Supplied data
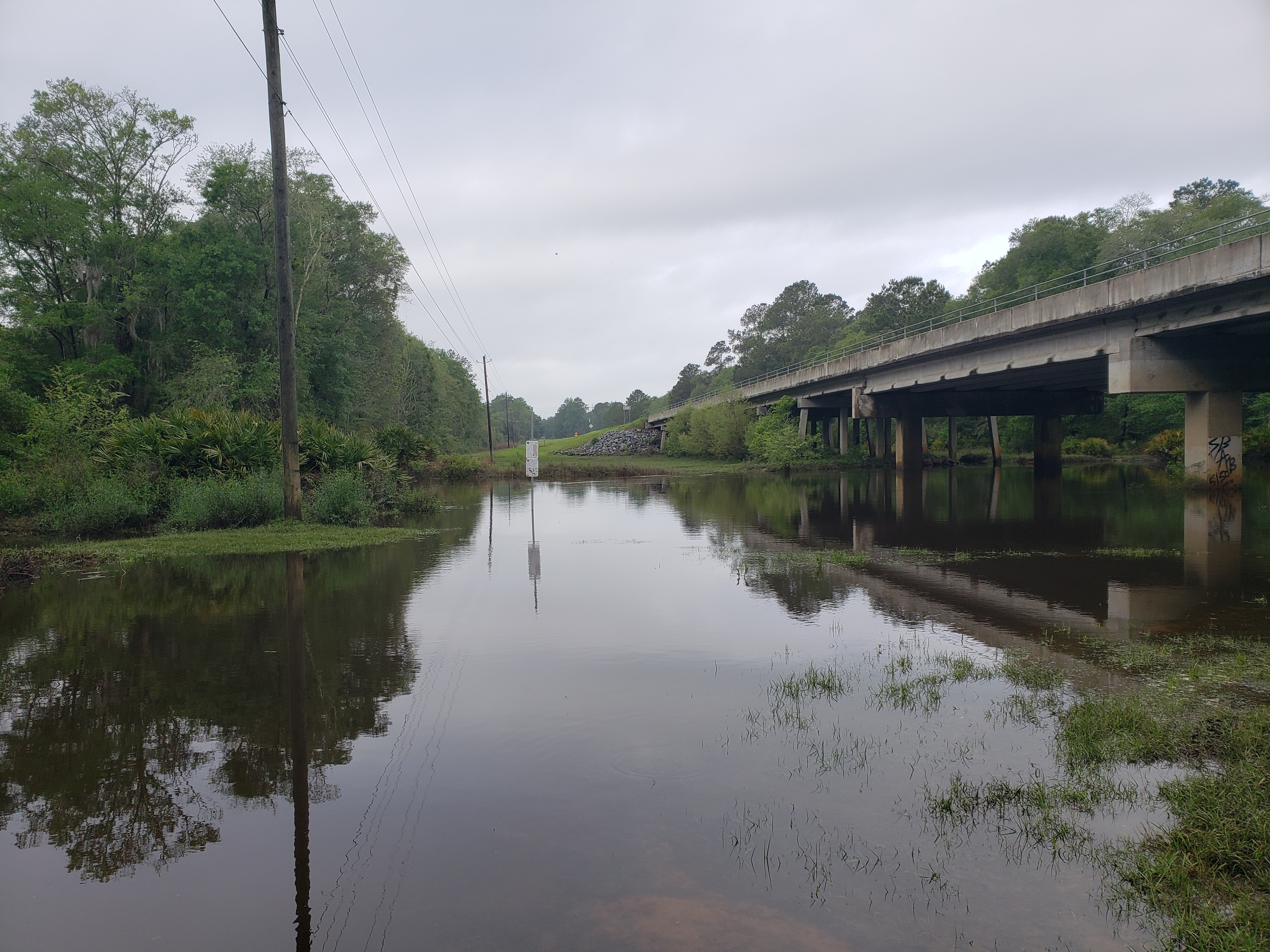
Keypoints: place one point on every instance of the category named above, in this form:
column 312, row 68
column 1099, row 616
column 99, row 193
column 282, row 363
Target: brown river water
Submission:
column 553, row 722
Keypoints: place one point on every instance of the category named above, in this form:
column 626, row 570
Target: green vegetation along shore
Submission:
column 20, row 564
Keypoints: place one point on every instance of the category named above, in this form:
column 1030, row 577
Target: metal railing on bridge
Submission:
column 1135, row 261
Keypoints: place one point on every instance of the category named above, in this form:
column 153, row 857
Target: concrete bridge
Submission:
column 1197, row 326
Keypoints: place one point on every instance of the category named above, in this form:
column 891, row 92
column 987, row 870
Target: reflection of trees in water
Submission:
column 120, row 691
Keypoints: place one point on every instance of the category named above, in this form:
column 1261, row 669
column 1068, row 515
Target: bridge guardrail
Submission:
column 1201, row 241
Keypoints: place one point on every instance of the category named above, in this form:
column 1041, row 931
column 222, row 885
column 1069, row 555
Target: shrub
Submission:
column 1094, row 446
column 193, row 444
column 1256, row 445
column 774, row 439
column 342, row 498
column 324, row 449
column 26, row 493
column 225, row 504
column 718, row 431
column 1168, row 446
column 103, row 506
column 679, row 433
column 458, row 466
column 409, row 450
column 416, row 502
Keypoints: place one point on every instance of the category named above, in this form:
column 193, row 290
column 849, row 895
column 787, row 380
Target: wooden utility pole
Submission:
column 489, row 421
column 288, row 400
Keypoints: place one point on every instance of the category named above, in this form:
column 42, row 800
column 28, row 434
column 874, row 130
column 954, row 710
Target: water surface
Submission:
column 550, row 723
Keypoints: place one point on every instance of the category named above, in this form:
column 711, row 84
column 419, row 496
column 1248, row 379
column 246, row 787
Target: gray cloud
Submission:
column 614, row 183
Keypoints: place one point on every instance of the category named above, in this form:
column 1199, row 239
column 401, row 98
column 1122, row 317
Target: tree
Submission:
column 638, row 403
column 1194, row 207
column 685, row 385
column 798, row 324
column 569, row 418
column 898, row 304
column 86, row 200
column 1043, row 249
column 102, row 277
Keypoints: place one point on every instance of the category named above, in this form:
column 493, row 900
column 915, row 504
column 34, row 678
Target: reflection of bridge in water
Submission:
column 993, row 554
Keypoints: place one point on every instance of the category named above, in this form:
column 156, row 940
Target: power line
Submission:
column 356, row 169
column 438, row 259
column 375, row 201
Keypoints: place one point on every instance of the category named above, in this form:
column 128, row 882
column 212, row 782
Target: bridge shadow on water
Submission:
column 1005, row 555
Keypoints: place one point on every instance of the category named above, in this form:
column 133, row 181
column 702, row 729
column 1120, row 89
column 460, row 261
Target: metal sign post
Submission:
column 531, row 470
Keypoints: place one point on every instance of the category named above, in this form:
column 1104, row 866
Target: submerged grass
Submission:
column 1137, row 552
column 1197, row 705
column 261, row 540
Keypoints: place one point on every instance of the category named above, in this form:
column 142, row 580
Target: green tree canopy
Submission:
column 799, row 323
column 897, row 304
column 110, row 271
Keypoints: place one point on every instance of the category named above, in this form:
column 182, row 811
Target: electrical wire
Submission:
column 356, row 169
column 439, row 261
column 379, row 207
column 431, row 248
column 308, row 139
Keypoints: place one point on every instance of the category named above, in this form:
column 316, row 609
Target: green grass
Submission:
column 1137, row 552
column 260, row 540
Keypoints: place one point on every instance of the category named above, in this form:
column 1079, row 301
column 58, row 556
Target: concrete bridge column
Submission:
column 908, row 444
column 1212, row 531
column 1215, row 442
column 1047, row 444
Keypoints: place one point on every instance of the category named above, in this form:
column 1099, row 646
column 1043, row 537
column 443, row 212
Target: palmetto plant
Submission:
column 323, row 449
column 193, row 444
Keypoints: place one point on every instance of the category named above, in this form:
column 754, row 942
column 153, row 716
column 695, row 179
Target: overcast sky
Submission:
column 613, row 184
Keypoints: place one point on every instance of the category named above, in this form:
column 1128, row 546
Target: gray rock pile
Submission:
column 619, row 442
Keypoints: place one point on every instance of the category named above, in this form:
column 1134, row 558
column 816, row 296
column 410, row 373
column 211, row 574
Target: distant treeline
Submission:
column 804, row 324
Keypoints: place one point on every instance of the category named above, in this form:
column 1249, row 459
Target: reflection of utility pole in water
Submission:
column 1212, row 531
column 299, row 742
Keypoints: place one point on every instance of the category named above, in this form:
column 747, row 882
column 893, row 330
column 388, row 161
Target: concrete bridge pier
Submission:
column 908, row 444
column 1213, row 371
column 1215, row 442
column 1047, row 445
column 1212, row 532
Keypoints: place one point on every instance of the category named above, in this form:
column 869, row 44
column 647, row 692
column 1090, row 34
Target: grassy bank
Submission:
column 18, row 564
column 1197, row 702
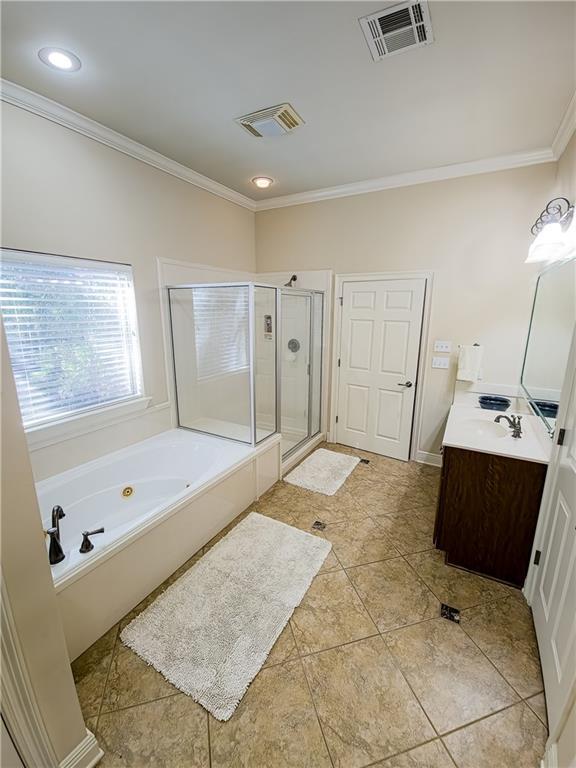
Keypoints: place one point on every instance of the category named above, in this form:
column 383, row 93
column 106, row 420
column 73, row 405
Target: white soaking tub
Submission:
column 159, row 501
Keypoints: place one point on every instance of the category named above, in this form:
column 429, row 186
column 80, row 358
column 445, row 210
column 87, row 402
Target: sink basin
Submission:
column 485, row 428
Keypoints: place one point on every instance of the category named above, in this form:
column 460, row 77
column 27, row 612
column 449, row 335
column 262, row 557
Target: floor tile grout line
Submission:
column 449, row 753
column 434, row 549
column 177, row 692
column 303, row 667
column 105, row 686
column 403, row 752
column 397, row 666
column 481, row 719
column 483, row 652
column 209, row 742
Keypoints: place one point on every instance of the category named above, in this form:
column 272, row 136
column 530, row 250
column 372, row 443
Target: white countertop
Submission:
column 473, row 429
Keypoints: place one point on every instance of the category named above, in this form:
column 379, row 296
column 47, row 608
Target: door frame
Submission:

Work required
Restate the entries verbatim and exclude any pictures.

Response area
Keypoints: place one point on every instance of the category named above, in this form:
column 312, row 68
column 1099, row 616
column 99, row 193
column 282, row 363
Target: brown river water
Submission:
column 553, row 722
Keypoints: place one point on every instance of the category named above, in this form:
column 626, row 570
Target: green vegetation along shore
Submission:
column 20, row 564
Keypoints: place one point on every instance of the category named above, in this form:
column 1030, row 577
Target: metal railing on bridge
Submission:
column 1135, row 261
Keypoints: place one point on every instance of the category named above, in this form:
column 153, row 857
Target: concrete bridge
Submission:
column 1197, row 326
Keypoints: place one point on every instance of the category named above, in this form:
column 891, row 92
column 987, row 870
Target: reflection of trees in water
Submission:
column 120, row 691
Keypoints: place one point on every instance of the category named above, in this form:
column 1261, row 669
column 1068, row 515
Target: bridge guardrail
Submission:
column 1201, row 241
Keypoints: place one point on every instance of the category named above, in this form:
column 1041, row 931
column 222, row 885
column 1069, row 555
Target: shrub
Submission:
column 1094, row 446
column 193, row 444
column 1256, row 445
column 774, row 439
column 342, row 498
column 324, row 449
column 26, row 493
column 225, row 504
column 718, row 431
column 1168, row 446
column 103, row 506
column 679, row 433
column 458, row 466
column 409, row 450
column 416, row 502
Keypoints: place one point on every instance of the category named above, in this form:
column 193, row 290
column 849, row 895
column 787, row 380
Target: wooden utility pole
Submission:
column 489, row 421
column 288, row 400
Keypoints: place one point on every instance of the category named above, in this form:
column 42, row 800
column 28, row 434
column 874, row 130
column 954, row 710
Target: water surface
Submission:
column 550, row 723
Keypoints: place one point on every instance of the category named above, in this form:
column 711, row 84
column 419, row 496
column 1248, row 379
column 246, row 787
Target: gray cloud
Submission:
column 614, row 183
Keypoints: place one point on every instance of the category named above, in this form:
column 1199, row 239
column 401, row 98
column 1122, row 317
Target: tree
Submission:
column 638, row 403
column 1194, row 207
column 685, row 385
column 798, row 324
column 569, row 418
column 898, row 304
column 86, row 200
column 1043, row 249
column 102, row 277
Keypoints: place one point on every instance of the category named above, in this form:
column 493, row 900
column 915, row 504
column 34, row 678
Target: reflection of bridge in water
Submission:
column 993, row 554
Keypoints: place one point on every instance of the category named above, in this form:
column 156, row 940
Target: power line
Submission:
column 356, row 169
column 438, row 259
column 375, row 201
Keypoints: place one point on every instance of the category named above, in this form:
column 128, row 882
column 212, row 782
Target: bridge shadow on water
Submission:
column 1005, row 555
Keypoints: place one point on every instance of the category named above, in this form:
column 133, row 181
column 702, row 729
column 1120, row 89
column 460, row 261
Target: metal sign post
Submission:
column 531, row 470
Keypoints: place one point on every instance of the category named above, in this form:
column 1104, row 866
Target: submerged grass
Submission:
column 1137, row 552
column 1197, row 705
column 261, row 540
Keypoints: place one point on every instance of the category named above, in this form:
column 142, row 580
Target: green tree canopy
Submission:
column 799, row 323
column 897, row 304
column 110, row 271
Keypoints: place one point on every instance of the category named above, in this form:
column 182, row 811
Target: electrical wire
Submission:
column 356, row 169
column 439, row 261
column 379, row 207
column 431, row 248
column 308, row 139
Keypoints: place one point on every instance of the category named above, in this form:
column 316, row 609
Target: green grass
Submission:
column 1137, row 552
column 260, row 540
Keypoints: place one point on every instance of the category named above, in this form:
column 1079, row 301
column 58, row 556
Target: concrete bridge column
Submission:
column 908, row 444
column 1212, row 531
column 1215, row 442
column 1047, row 444
Keypoints: place one point on every instance of the category named above, in this form:
column 1099, row 646
column 1043, row 537
column 443, row 212
Target: palmetto plant
Submission:
column 323, row 449
column 193, row 444
Keypoints: place one point on every instance of the category named above, in this form:
column 754, row 942
column 153, row 716
column 695, row 179
Target: overcast sky
Submission:
column 613, row 184
Keypoints: place one point on every instance of the category named above, in this form:
column 1128, row 546
Target: gray rock pile
Submission:
column 619, row 442
Keypoints: place one point on every instance of the category named above, in this form:
column 1134, row 558
column 816, row 296
column 410, row 373
column 211, row 574
Target: distant treeline
Submission:
column 804, row 324
Keypoints: place one point on every instance of the category named above, in this form:
column 1249, row 459
Target: reflection of utility pole in water
Submission:
column 1212, row 531
column 299, row 742
Keypoints: place one point on every instance of the category named above, in this form:
column 747, row 882
column 893, row 330
column 388, row 161
Target: concrete bridge pier
Submission:
column 908, row 444
column 1213, row 371
column 1215, row 442
column 1047, row 445
column 1212, row 532
Keypoints: place one point on every instance of the category named above, in this form:
column 869, row 44
column 647, row 692
column 1090, row 34
Target: grassy bank
Submission:
column 18, row 564
column 1197, row 702
Keypoints: place one point on every instance of the category named above, in this form:
column 383, row 93
column 106, row 420
column 73, row 405
Target: white soaking tub
Submission:
column 159, row 501
Keypoints: place one point on every instance of the category named above, in this form:
column 429, row 186
column 80, row 358
column 445, row 210
column 87, row 402
Target: sink basin
Submission:
column 485, row 428
Keypoints: place one point on every instance of the category named above, in this form:
column 460, row 77
column 27, row 612
column 449, row 335
column 262, row 557
Target: floor tile grout line
Submission:
column 449, row 753
column 434, row 549
column 177, row 692
column 303, row 667
column 105, row 686
column 403, row 752
column 397, row 666
column 481, row 719
column 483, row 652
column 209, row 742
Keypoints: place one point on every instance of the category named above, in this form:
column 272, row 136
column 530, row 250
column 372, row 443
Target: white countertop
Submission:
column 473, row 429
Keypoints: place one point on every instance of the category named above, in this form:
column 379, row 296
column 47, row 608
Target: door frame
Submission:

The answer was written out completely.